**What the task asks**
Update the lines from the line with "of the roof" up to and including the line with "pixel 349 41" by replacing "roof rack rail" with "luggage rack rail" and changing nothing else. Write out only those lines.

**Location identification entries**

--------------------------------------------------

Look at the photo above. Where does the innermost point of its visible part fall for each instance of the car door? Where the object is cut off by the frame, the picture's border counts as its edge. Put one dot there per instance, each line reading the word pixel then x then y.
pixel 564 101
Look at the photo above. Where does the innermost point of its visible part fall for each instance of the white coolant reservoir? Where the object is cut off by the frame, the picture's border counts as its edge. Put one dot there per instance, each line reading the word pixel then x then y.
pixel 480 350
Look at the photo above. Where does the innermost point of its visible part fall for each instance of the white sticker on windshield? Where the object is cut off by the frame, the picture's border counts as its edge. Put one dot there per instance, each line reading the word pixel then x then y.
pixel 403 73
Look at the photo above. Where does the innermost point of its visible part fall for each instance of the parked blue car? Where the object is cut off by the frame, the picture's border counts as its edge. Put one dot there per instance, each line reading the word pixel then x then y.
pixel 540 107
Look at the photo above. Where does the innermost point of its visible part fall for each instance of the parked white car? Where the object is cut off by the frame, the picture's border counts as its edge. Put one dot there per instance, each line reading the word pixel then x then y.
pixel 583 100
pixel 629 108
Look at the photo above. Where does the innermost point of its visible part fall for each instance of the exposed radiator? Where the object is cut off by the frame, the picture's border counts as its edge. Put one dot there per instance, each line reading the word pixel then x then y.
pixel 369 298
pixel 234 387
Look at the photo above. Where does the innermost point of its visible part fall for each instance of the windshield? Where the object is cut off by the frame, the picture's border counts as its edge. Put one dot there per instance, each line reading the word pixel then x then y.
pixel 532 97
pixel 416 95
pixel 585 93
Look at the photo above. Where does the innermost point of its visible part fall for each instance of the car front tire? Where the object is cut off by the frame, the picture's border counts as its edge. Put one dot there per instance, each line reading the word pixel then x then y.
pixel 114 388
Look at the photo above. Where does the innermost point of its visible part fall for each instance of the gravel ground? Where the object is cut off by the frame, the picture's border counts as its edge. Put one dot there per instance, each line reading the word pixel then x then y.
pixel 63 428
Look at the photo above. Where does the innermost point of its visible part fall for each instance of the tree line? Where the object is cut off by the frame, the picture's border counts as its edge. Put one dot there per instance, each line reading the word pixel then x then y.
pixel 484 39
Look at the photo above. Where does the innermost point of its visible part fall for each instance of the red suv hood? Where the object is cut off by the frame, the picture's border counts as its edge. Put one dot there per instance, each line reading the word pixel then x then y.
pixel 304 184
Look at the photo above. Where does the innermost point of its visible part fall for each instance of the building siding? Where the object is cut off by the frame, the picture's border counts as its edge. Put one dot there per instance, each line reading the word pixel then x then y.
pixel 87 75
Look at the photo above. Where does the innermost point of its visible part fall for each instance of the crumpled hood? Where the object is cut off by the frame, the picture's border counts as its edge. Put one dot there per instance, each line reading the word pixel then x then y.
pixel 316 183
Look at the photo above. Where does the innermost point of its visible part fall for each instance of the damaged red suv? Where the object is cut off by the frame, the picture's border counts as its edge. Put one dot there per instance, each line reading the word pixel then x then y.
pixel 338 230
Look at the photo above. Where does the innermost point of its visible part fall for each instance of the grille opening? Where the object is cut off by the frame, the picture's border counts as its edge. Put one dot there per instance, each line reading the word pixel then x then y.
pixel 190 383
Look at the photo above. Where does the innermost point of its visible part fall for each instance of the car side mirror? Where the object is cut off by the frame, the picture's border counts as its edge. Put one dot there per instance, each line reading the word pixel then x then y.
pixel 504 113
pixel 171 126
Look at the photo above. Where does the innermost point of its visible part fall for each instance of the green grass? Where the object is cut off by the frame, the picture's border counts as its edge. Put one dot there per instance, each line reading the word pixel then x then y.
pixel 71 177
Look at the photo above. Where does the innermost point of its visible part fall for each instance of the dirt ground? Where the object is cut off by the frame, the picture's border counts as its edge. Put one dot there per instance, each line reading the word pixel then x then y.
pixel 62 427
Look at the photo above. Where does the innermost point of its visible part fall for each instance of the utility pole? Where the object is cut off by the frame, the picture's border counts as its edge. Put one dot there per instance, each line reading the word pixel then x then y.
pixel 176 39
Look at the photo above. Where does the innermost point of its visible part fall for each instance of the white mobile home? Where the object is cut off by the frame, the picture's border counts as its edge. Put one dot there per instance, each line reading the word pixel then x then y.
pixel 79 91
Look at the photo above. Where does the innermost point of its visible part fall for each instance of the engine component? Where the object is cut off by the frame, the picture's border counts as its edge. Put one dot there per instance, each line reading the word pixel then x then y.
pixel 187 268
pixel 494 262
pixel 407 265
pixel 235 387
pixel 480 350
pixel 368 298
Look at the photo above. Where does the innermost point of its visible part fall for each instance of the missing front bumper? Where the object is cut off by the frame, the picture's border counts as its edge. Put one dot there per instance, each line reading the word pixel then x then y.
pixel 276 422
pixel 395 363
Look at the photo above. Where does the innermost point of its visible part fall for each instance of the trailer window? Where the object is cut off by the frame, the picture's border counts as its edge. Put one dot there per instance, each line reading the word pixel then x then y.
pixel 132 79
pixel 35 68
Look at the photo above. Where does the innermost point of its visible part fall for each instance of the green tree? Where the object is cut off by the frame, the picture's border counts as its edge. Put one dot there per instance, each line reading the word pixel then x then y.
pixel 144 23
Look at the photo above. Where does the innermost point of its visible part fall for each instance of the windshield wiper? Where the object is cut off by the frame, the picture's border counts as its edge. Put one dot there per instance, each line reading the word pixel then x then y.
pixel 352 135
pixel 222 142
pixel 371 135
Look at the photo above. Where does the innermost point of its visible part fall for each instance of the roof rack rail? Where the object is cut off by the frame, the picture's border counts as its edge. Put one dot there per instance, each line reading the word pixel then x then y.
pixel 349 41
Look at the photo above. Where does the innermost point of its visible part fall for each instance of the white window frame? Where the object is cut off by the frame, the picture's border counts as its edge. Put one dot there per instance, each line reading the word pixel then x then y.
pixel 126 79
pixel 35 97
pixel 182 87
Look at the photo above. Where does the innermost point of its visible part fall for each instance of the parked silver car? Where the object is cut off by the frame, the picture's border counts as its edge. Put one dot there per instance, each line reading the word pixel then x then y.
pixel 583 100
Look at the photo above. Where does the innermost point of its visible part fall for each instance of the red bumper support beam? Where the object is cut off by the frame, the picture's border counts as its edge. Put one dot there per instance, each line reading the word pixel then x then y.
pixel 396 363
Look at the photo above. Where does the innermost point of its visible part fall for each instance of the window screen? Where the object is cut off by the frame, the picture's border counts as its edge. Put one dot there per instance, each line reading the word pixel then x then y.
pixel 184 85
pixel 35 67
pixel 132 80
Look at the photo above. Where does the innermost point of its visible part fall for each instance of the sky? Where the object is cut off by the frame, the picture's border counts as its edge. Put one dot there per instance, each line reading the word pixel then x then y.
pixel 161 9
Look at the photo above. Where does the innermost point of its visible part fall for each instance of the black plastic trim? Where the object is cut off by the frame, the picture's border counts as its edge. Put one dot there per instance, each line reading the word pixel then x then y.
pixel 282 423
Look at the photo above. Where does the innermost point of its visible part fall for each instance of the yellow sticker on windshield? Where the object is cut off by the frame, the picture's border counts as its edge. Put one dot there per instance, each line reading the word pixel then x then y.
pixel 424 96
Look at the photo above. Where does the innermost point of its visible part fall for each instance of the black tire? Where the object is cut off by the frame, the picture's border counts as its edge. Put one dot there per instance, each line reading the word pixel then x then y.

--------------------------------------------------

**Reply to the task**
Look at the photo above. Where does the innermost point of its visible part fall for each instance of the luggage rack rail? Where the object is cut off by the frame, the picture's border counts as its edge. Put one dot there per instance, each line reading the word pixel then x then y.
pixel 349 41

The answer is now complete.